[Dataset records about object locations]
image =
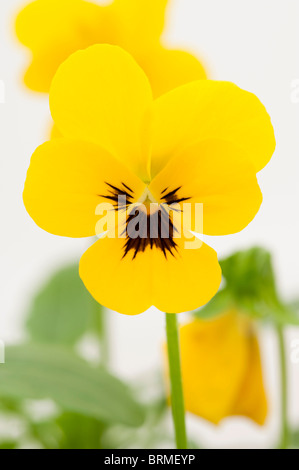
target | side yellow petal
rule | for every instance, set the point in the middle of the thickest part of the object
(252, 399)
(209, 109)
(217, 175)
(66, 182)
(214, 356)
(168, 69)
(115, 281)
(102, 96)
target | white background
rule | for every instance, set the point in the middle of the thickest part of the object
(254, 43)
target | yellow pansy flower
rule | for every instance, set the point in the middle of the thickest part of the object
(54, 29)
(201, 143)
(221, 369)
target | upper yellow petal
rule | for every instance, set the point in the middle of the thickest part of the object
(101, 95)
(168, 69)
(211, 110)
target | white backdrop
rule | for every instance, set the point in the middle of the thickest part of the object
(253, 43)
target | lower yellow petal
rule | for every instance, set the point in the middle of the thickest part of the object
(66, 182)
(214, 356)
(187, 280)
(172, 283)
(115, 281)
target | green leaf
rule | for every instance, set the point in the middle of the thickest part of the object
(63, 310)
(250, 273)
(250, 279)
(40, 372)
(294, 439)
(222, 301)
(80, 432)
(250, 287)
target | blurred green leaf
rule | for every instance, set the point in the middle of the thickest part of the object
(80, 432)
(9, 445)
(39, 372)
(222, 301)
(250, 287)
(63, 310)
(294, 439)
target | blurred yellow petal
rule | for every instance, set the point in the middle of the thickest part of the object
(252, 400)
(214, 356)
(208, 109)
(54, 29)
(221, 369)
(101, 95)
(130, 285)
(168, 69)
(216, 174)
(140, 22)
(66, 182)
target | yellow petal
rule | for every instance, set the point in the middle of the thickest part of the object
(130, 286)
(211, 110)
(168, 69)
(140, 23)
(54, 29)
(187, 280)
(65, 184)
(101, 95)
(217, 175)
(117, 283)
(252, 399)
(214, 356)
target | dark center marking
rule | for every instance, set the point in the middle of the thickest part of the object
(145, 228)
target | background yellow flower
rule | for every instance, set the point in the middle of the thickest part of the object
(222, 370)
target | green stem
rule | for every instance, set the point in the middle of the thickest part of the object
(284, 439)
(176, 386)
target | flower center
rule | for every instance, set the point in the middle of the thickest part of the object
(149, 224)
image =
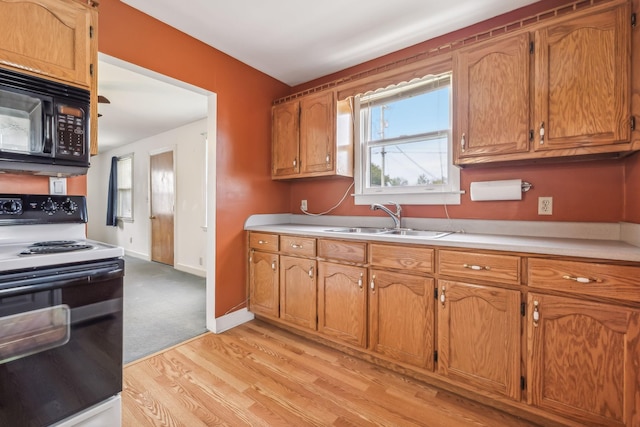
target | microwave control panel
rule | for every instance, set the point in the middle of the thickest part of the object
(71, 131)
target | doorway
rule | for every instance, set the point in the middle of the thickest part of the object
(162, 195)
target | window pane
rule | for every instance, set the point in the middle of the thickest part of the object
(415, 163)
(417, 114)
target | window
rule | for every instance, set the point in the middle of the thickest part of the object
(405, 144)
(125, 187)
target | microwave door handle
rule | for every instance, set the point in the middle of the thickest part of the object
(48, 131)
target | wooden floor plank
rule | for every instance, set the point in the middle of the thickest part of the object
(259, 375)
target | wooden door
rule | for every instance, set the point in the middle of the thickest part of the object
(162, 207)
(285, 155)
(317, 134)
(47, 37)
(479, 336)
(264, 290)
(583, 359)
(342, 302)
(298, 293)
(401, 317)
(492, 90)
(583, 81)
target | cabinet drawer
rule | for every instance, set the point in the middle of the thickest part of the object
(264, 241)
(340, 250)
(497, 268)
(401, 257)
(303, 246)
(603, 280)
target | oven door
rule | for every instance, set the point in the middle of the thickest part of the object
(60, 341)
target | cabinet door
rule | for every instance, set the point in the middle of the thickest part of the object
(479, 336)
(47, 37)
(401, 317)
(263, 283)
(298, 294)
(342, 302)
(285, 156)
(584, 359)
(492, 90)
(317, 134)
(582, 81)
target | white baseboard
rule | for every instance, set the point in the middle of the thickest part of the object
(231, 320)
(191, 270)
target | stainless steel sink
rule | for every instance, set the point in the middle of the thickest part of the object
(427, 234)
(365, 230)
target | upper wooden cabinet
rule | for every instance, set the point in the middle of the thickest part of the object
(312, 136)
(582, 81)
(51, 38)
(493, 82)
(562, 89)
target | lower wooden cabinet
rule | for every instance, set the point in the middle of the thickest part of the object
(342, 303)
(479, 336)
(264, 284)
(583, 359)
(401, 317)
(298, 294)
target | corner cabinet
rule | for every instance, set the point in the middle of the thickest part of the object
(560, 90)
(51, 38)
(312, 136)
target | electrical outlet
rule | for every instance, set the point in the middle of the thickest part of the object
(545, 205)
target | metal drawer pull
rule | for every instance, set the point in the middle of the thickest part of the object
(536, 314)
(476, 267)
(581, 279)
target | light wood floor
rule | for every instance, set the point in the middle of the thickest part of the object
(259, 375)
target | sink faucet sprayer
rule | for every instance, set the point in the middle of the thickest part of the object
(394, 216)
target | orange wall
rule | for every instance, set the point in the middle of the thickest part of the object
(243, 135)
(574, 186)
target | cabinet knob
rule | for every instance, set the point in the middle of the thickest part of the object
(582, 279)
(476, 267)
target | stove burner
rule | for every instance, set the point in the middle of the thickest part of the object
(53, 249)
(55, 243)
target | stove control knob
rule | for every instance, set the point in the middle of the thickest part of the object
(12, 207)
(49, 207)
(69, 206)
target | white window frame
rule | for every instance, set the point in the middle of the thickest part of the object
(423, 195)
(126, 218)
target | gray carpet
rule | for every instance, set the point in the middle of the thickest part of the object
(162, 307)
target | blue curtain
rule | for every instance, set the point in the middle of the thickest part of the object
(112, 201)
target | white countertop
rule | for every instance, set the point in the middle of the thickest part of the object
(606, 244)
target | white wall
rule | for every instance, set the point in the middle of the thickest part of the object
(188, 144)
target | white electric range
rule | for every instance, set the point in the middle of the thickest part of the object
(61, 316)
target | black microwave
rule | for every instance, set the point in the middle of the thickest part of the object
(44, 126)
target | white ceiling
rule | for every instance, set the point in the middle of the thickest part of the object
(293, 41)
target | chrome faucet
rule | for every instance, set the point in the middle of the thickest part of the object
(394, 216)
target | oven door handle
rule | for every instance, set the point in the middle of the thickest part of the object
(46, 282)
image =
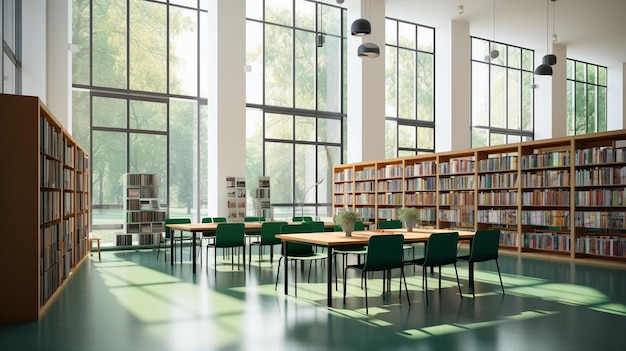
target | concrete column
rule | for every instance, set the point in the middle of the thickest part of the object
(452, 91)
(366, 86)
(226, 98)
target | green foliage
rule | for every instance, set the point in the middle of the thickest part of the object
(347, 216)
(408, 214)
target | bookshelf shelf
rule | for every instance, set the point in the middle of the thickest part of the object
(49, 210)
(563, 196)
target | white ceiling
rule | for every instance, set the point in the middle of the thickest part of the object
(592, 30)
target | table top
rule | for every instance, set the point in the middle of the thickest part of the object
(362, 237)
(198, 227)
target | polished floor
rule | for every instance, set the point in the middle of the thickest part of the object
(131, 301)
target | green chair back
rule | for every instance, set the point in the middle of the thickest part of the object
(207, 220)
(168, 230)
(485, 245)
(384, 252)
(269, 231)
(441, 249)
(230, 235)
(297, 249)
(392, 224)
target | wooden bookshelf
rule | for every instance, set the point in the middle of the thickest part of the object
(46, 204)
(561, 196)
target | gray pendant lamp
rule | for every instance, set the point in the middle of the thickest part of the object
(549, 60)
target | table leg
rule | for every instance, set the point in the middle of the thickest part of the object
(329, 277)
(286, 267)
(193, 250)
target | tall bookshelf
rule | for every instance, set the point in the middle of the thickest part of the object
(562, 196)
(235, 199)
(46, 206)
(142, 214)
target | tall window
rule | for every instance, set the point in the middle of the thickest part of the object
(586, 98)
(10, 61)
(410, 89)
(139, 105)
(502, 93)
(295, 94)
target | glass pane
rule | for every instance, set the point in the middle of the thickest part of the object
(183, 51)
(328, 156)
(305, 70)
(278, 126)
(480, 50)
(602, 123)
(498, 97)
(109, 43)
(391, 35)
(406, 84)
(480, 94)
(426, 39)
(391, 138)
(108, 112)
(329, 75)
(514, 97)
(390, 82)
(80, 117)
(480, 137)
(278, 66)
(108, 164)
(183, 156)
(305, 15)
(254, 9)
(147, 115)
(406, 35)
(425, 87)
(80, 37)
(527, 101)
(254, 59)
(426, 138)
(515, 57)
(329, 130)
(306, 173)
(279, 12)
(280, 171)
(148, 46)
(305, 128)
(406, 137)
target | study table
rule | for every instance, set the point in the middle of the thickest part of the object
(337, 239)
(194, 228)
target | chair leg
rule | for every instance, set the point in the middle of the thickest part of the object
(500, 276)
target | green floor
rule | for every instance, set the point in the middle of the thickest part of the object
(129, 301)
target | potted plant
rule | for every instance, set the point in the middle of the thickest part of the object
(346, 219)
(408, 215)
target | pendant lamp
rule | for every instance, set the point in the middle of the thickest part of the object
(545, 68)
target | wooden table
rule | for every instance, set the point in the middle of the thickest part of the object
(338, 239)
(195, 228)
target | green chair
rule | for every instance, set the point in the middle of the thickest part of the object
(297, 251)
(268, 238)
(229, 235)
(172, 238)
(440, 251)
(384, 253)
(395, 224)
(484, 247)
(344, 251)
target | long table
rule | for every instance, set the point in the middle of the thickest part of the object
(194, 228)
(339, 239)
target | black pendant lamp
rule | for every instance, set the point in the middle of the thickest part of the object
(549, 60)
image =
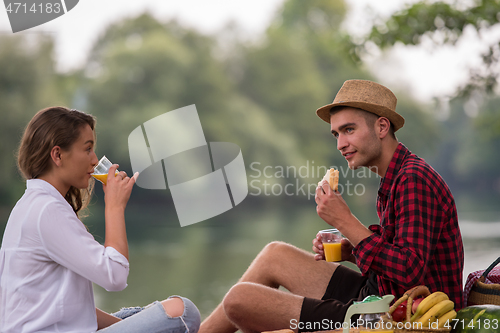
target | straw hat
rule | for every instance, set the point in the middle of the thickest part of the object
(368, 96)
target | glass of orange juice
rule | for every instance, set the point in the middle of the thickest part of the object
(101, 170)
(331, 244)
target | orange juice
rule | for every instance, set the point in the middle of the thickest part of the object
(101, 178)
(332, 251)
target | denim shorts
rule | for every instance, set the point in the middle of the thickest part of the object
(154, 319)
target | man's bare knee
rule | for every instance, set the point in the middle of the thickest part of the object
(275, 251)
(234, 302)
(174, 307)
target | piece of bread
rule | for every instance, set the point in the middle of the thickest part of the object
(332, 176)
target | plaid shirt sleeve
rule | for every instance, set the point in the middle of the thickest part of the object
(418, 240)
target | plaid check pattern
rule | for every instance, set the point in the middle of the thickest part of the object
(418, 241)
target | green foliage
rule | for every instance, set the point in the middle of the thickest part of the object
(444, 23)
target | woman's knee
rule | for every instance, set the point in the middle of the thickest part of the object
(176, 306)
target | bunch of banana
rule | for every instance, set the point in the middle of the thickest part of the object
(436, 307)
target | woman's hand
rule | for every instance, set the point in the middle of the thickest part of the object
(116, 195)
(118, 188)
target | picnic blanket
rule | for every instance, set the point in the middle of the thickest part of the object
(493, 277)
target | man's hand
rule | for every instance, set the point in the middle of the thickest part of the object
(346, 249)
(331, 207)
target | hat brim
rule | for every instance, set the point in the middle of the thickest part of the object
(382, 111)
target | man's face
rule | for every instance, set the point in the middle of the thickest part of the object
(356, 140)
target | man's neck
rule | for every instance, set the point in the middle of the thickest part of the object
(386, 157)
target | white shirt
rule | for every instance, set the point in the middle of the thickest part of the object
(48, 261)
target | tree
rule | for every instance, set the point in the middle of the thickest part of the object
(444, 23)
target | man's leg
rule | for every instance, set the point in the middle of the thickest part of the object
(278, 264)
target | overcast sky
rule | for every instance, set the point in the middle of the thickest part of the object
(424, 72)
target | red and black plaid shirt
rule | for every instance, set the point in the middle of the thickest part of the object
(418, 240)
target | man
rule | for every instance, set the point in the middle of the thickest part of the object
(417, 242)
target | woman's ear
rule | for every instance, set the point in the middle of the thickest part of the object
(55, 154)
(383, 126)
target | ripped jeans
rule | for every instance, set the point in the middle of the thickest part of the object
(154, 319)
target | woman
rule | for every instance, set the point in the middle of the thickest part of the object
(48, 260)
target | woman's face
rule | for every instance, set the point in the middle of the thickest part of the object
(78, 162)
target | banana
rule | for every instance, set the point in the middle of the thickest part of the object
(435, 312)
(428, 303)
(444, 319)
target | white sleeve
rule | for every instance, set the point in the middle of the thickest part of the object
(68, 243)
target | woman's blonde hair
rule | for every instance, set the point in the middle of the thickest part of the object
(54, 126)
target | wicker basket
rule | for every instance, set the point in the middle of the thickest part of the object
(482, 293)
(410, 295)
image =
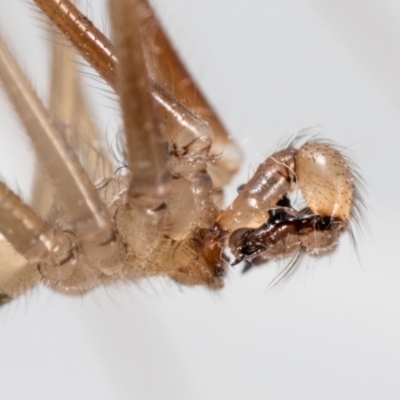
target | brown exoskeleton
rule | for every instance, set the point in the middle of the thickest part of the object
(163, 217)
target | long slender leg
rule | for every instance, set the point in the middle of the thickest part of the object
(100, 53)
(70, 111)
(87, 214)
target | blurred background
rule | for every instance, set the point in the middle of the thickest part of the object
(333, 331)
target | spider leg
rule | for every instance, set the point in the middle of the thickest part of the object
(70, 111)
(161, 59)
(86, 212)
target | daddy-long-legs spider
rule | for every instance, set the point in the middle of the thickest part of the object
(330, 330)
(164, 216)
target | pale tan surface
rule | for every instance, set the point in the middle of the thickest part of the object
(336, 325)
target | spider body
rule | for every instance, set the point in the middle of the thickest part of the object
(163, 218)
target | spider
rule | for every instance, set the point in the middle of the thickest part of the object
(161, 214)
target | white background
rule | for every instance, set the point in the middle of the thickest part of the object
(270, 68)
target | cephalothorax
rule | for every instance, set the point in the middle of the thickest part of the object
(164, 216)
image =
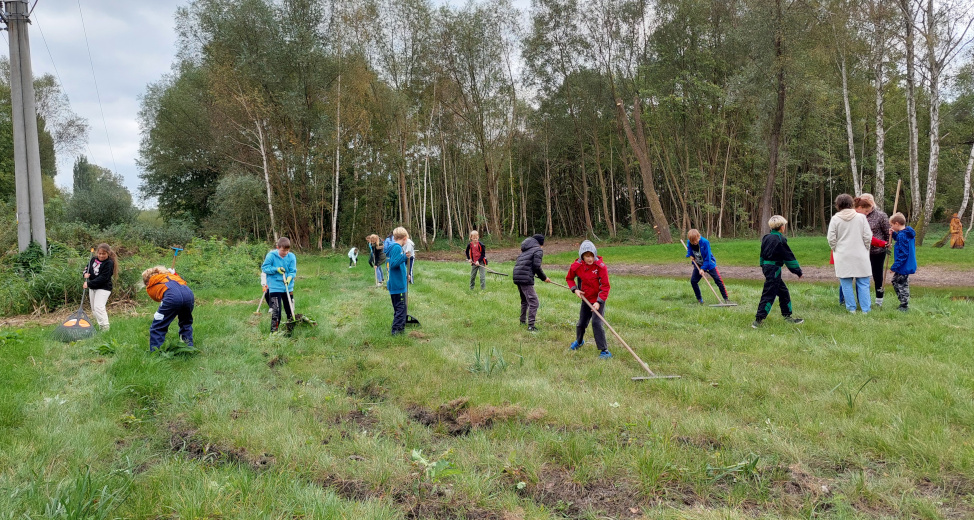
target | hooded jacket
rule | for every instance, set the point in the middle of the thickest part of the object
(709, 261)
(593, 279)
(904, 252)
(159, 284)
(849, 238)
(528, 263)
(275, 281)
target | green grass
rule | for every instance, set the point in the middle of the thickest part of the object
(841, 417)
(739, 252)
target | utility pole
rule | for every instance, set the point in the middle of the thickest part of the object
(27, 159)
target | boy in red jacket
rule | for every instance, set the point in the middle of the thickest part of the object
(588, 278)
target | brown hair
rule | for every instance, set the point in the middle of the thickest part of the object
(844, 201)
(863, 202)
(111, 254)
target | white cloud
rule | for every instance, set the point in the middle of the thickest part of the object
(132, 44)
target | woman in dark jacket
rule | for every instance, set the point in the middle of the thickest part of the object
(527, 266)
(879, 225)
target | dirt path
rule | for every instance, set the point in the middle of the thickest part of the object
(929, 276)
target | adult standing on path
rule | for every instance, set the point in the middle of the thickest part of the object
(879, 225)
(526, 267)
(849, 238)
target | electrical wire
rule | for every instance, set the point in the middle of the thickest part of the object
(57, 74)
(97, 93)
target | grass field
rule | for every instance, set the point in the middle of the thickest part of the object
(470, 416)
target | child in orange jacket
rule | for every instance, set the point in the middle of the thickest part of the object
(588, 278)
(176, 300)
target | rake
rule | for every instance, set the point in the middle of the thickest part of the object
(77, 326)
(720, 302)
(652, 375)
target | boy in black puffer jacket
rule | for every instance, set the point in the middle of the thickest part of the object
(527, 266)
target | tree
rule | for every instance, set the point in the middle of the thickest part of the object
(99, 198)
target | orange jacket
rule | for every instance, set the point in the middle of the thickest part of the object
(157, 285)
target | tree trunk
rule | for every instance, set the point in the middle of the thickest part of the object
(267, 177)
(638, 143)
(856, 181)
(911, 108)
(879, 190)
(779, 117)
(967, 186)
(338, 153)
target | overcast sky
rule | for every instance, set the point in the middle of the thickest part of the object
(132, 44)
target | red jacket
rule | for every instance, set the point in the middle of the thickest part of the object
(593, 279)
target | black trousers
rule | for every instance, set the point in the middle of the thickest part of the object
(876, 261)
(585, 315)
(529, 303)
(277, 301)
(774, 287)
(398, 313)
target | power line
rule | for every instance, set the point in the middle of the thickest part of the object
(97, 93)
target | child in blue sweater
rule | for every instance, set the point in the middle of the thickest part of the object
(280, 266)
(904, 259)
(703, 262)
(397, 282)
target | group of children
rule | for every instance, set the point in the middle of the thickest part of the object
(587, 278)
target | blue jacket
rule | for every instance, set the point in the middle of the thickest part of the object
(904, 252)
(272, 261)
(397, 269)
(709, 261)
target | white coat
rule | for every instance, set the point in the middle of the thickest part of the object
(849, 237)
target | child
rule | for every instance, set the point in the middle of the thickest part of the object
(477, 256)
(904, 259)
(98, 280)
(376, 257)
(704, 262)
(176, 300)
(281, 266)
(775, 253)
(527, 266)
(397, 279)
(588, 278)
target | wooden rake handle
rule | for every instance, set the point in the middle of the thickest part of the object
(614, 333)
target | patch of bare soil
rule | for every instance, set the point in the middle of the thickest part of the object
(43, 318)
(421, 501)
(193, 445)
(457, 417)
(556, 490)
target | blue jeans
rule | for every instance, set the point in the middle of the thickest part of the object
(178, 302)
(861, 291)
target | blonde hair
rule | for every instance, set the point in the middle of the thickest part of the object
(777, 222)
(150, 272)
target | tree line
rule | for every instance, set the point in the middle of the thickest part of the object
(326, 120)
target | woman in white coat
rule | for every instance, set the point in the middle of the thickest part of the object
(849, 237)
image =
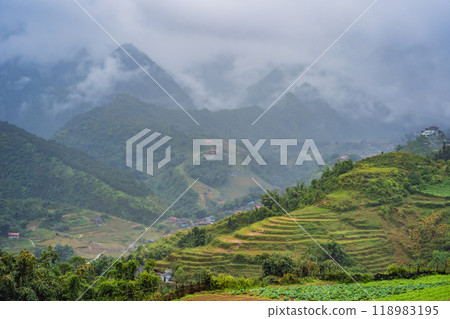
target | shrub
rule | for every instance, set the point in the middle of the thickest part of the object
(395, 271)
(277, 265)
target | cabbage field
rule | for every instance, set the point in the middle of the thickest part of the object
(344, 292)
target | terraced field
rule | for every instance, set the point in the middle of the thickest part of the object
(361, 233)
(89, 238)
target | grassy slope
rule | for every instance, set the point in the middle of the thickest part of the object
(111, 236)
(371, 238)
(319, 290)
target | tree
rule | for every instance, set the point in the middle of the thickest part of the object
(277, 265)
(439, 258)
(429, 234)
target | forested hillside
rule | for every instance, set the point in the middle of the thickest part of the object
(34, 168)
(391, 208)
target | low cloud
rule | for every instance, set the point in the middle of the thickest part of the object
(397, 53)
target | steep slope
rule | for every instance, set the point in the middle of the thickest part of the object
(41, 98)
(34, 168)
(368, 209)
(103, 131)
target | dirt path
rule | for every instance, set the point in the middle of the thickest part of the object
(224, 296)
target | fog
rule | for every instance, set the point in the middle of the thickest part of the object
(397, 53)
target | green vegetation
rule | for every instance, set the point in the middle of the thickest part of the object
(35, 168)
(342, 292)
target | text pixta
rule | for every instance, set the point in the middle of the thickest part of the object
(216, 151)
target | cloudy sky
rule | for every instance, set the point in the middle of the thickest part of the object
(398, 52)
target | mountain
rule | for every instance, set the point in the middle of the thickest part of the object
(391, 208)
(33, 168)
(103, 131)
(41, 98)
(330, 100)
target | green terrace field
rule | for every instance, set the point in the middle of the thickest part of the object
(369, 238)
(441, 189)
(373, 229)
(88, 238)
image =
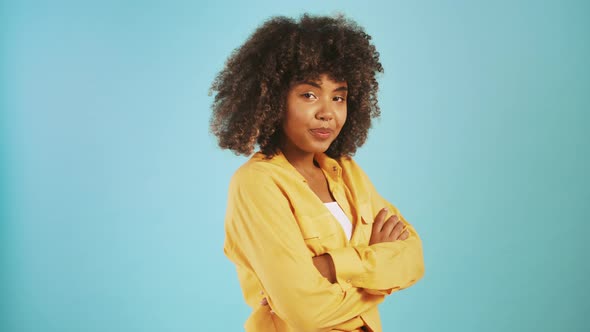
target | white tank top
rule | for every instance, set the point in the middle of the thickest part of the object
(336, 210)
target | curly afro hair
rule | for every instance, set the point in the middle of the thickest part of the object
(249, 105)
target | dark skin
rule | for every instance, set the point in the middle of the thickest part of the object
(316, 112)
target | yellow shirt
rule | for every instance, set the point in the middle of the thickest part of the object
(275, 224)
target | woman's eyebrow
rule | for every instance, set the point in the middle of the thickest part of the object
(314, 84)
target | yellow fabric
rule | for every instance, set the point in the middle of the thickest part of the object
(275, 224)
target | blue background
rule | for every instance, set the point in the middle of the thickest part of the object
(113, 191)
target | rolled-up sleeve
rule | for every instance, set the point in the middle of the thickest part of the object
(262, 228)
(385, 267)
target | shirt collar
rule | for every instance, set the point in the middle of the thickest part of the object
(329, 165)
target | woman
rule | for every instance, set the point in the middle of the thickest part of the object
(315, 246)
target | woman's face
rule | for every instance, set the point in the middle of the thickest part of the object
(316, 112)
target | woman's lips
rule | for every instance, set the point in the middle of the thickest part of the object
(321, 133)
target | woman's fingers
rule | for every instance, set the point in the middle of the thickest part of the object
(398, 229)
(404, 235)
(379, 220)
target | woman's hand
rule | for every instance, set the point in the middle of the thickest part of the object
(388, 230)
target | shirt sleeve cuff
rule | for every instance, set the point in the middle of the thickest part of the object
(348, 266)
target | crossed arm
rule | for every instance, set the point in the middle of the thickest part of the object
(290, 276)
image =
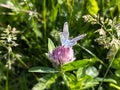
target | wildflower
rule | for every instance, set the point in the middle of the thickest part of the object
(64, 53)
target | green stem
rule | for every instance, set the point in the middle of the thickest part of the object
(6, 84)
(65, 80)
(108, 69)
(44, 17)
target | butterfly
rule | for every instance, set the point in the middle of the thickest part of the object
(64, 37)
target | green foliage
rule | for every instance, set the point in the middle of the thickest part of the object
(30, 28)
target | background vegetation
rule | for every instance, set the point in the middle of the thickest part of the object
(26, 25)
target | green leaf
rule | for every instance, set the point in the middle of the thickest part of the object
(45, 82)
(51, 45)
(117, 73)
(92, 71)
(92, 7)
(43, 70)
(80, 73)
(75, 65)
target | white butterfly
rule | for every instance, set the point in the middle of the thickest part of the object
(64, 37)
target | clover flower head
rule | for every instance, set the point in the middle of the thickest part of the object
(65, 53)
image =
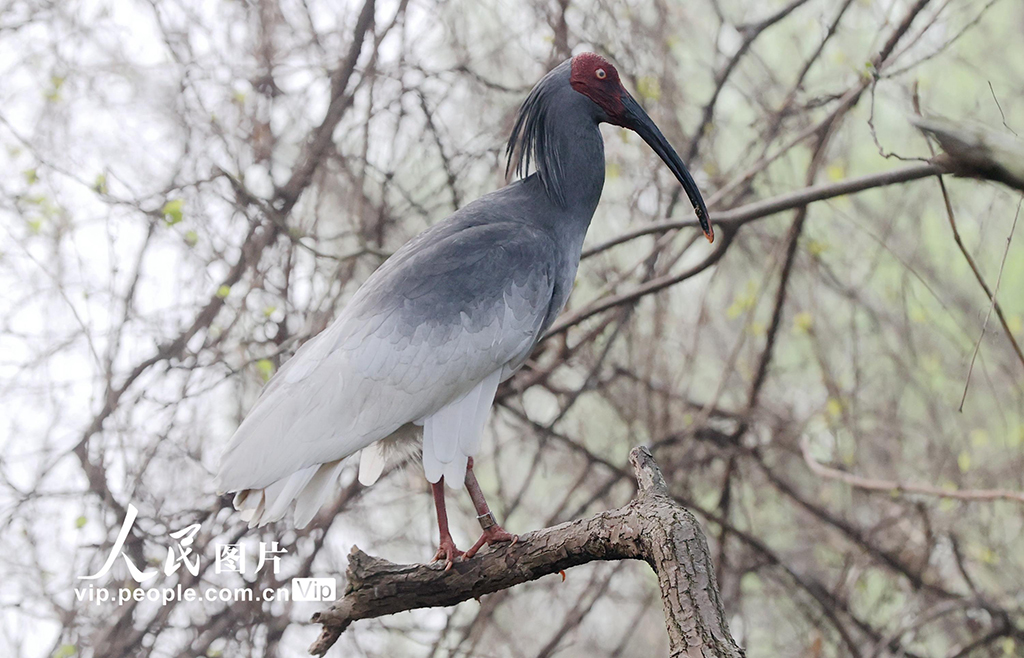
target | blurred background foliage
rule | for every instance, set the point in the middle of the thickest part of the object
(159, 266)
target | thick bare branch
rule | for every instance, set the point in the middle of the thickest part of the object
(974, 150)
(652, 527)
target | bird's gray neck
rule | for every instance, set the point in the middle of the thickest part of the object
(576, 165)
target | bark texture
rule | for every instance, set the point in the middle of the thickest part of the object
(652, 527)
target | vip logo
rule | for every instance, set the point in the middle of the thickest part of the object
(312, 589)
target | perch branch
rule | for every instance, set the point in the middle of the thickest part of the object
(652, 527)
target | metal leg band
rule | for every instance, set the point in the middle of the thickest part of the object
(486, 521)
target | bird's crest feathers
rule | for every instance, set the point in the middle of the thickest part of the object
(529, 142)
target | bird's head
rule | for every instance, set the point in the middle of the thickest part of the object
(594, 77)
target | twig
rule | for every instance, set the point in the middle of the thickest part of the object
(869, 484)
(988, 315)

Problem to work on — Skip the pictures and retype exactly the lines from the one that contains "target | white butterfly" to the last line of the records.

Result for this exercise —
target | white butterfly
rule | for every instance, set the point in the middle of the thickest part of the object
(64, 37)
target | clover flower head
rule | for every instance, set the point in the middle of the thickest part of the object
(65, 53)
image =
target | blurred background foliage
rule | for every instance, set the point in the middle of the thickest part of the object
(159, 266)
target | thick bare branch
rule | for every instance, set the point in the middle of the thickest part of the object
(974, 150)
(652, 527)
target | bird's gray neck
rule | for every instance, set the point in the middle of the thickest part of the object
(576, 165)
target | bark texture
rule | for every instance, set the point in the middle of the thickest part of the object
(652, 527)
target | vip logo
rule | for every instance, set the point in the middle of the thickest part of the object
(312, 589)
target | perch branch
rule | for every instance, set the point in the middle of the thickest part of the object
(652, 527)
target | metal leg band
rule | for every instance, set the point in the middle of the thickest part of the object
(486, 521)
target | bird's crest feathers
rule | for every instance, set the point in the middle of the thickest part of the object
(529, 142)
target | bird's head
rule | for every instance, set the point in the middle of the thickest part of the object
(594, 77)
target | twig
rule | for every instance, set the point in the middle of the thickest part of the object
(869, 484)
(988, 315)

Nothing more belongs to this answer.